start ARTICLE

The implications likely go further. Canada also stands out as a country whose politics have not been transformed by anti-immigrant backlash and authoritarian anti-system politics. Certainly, there are populist strains in Canadian politics. A radical-right party, the People’s Party of Canada, participated in the 2019 and 2021 federal elections; and in the winter of 2022 truckers’ protest conveys pararalyzed the capital city for close to a month and blocked several border crossings. Nonetheless, Canadian popualism has a distinctive hue. Analysts of populist backlash elsewhere have debated the extent to which such reactions are driven by economic factors, such as growing precarity and inequality, or cultural factors such as immigration and diversity. The consensus seems to be that both are involved, but that cultural drivers predominate ( Norris and Inglehart, 2019 ; Bonikowski, 2017 ; Sides et al., 2018 ). Along with other democratic countries, Canada has experienced a growth of inequality and precarious employment. However, potential anti-system populists cannot also tap into a deep public hostility to immigration and are thereby deprived of a major ingredient that has fuelled backlash elsewhere. As a result, recent populist mobilization has centred on anti-government attitudes and opposition to public health manadates. The People’s Party of Canada received a derisory 1.6 per cent of the vote in 2019 when it ran on an anti-immgrant platform; but it captured almost 5 percent of the vote in 2021 when it ran on opposition to public health mandates. Similarly, despite xenophobic tinges to the trucker conveys, it was opposition to public health mandates, not immigration, that fueled the protest. Undoubtedly, other factors are important in explaining the limited electoral impact of populist backlash, including the electoral system, which punishes small protest parties whose support is evenly distributed across the country ( Triadafilopoulos and Taylor, 2021 ). Nevertheless, multiculturalism undoubtedly helps reduce the impact of anti-immigrant populism in Canada.

Conclusions

The strongest evidence of the success of Canadian multiculturalism lies in a programmatic assessment. The launch of the multiculturalism strategy was a highly ambitious initiative. Governments know how to transfer income and deliver services. By contrast, efforts to transform cultures, identities, and the symbolic ordering of a society represent sensitive and potentially dangerous political terrain. Yet the evidence suggests that multiculturalism policies have succeeded in their two major goals: facilitating the social and political integration of ethnic and racial minorities and contributing to a more inclusive sense of Canadian identity and culture.

end ARTICLE
start MATERIAL SHOWN

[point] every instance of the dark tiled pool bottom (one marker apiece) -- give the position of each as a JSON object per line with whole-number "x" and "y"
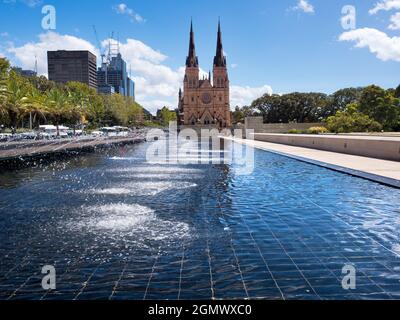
{"x": 115, "y": 227}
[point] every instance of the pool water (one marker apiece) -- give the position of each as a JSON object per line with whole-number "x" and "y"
{"x": 117, "y": 227}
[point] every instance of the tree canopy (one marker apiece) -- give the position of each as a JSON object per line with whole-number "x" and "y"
{"x": 366, "y": 109}
{"x": 71, "y": 104}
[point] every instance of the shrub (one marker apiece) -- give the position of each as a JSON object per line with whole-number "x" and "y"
{"x": 344, "y": 122}
{"x": 317, "y": 130}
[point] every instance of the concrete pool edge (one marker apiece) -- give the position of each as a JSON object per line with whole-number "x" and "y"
{"x": 391, "y": 182}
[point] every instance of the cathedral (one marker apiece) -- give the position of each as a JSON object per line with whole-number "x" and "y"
{"x": 205, "y": 102}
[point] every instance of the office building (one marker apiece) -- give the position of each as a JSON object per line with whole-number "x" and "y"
{"x": 65, "y": 66}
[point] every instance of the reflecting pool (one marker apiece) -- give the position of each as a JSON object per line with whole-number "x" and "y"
{"x": 117, "y": 227}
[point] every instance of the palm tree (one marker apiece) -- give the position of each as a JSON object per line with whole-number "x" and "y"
{"x": 4, "y": 70}
{"x": 16, "y": 100}
{"x": 35, "y": 104}
{"x": 58, "y": 105}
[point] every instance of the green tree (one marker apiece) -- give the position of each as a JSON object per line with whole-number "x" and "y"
{"x": 165, "y": 116}
{"x": 59, "y": 106}
{"x": 16, "y": 98}
{"x": 382, "y": 106}
{"x": 351, "y": 120}
{"x": 341, "y": 99}
{"x": 4, "y": 71}
{"x": 238, "y": 115}
{"x": 293, "y": 107}
{"x": 397, "y": 92}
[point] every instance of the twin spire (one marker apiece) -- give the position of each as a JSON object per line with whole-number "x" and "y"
{"x": 192, "y": 60}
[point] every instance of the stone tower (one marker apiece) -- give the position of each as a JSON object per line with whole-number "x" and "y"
{"x": 205, "y": 102}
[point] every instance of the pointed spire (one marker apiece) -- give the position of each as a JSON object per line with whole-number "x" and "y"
{"x": 219, "y": 60}
{"x": 192, "y": 60}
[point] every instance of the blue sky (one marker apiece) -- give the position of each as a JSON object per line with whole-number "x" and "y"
{"x": 278, "y": 46}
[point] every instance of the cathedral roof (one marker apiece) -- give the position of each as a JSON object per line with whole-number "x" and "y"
{"x": 192, "y": 60}
{"x": 219, "y": 60}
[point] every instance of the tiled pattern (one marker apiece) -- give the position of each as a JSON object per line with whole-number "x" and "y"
{"x": 284, "y": 232}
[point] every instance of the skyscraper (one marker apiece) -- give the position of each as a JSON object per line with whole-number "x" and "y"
{"x": 114, "y": 74}
{"x": 65, "y": 66}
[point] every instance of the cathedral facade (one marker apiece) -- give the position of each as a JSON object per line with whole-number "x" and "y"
{"x": 205, "y": 102}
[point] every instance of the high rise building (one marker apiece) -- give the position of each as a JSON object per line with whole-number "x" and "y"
{"x": 25, "y": 73}
{"x": 65, "y": 66}
{"x": 114, "y": 74}
{"x": 205, "y": 102}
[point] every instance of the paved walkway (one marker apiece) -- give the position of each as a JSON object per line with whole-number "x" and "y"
{"x": 383, "y": 171}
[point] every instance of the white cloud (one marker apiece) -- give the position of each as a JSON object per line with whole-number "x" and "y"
{"x": 379, "y": 43}
{"x": 29, "y": 3}
{"x": 305, "y": 6}
{"x": 241, "y": 96}
{"x": 157, "y": 84}
{"x": 50, "y": 41}
{"x": 395, "y": 21}
{"x": 385, "y": 5}
{"x": 122, "y": 8}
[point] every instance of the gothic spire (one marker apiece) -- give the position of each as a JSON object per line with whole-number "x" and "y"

end MATERIAL SHOWN

YOUR TASKS –
**A)** In the passage on Canadian multiculturalism and populism, what share of the vote did the People’s Party of Canada get in 2019?
**B)** According to the passage on Canadian multiculturalism and populism, why has recent populist mobilization in Canada centered on anti-government attitudes and opposition to public health mandates?
**C)** Continue the passage on Canadian multiculturalism from its last sentence.

RESULTS FOR EACH TASK –
**A)** It received 1.6 per cent of the vote.

**B)** Potential anti-system populists in Canada cannot tap into a deep public hostility to immigration. This deprives them of a major ingredient that has fueled backlash elsewhere, so recent mobilization has centered on anti-government attitudes and opposition to public health mandates.

**C)**
Multiculturalism has programmatic limits. It may have reduced levels of racial inequality in political and economic life, but it has not eliminated racism’s corrosive effects. Nonetheless, the benefits of multiculturalism should not be discounted. Given the demographic realities of Canada, some form of multicultural identity would seem to be the only basis on which a reasonably integrated and peaceful society could persist on the northern half of the North American continent. Yet the emergence of such an identity was not inevitable. Experience elsewhere suggests that not all countries have transitioned as successfully to an identity consistent with contemporary diversity.

Any assessment of the policy process through which multiculturalism policies are shaped must be more qualified. In the early decades, multiculturalism policies evolved in a deliberative process of bureaucratic-group relations, with occasional political interventions. That process was able to adapt the program to successive changes in the demography of minorities and the problems they faced. However, the idea of an evidence-based, consultative policy process has been undermined by the politicization of multiculturalism in recent decades. Policy has been increasingly driven by ideological conflicts, and at times multiculturalism seems becalmed, too hot to touch even by a government that in principle is sympathetic.

In political terms, multiculturalism has been conflicted. It has persisted for half a century, including in recent decades when the concept became controversial in many other countries, especially in Europe. Despite its remarkable longevity, however, the policy strategy is not sustained by a deep and comprehensive political consensus. Elements in the conservative movement in Canada are uncomfortable with the celebration of difference implicit in the concept; and Québec has rejected multiculturalism in favour of a different conception of state-minority relations.

In the end, however, multiculturalism’s greatest political contribution may be found in what has not happened. Canada stands out in the international community, not only as a distinctly multicultural country but also as a country that has avoided the anti-immigrant backlash which has reshaped the political terrain in many countries, weakening the sinews of democracy as it goes. Radical-right populism exists in Canada, but it is not energized by anti-immigrant themes. While we may debate the relative importance of multiculturalism policies in that outcome, its role cannot be easily dismissed. That alone is a singular mark of success.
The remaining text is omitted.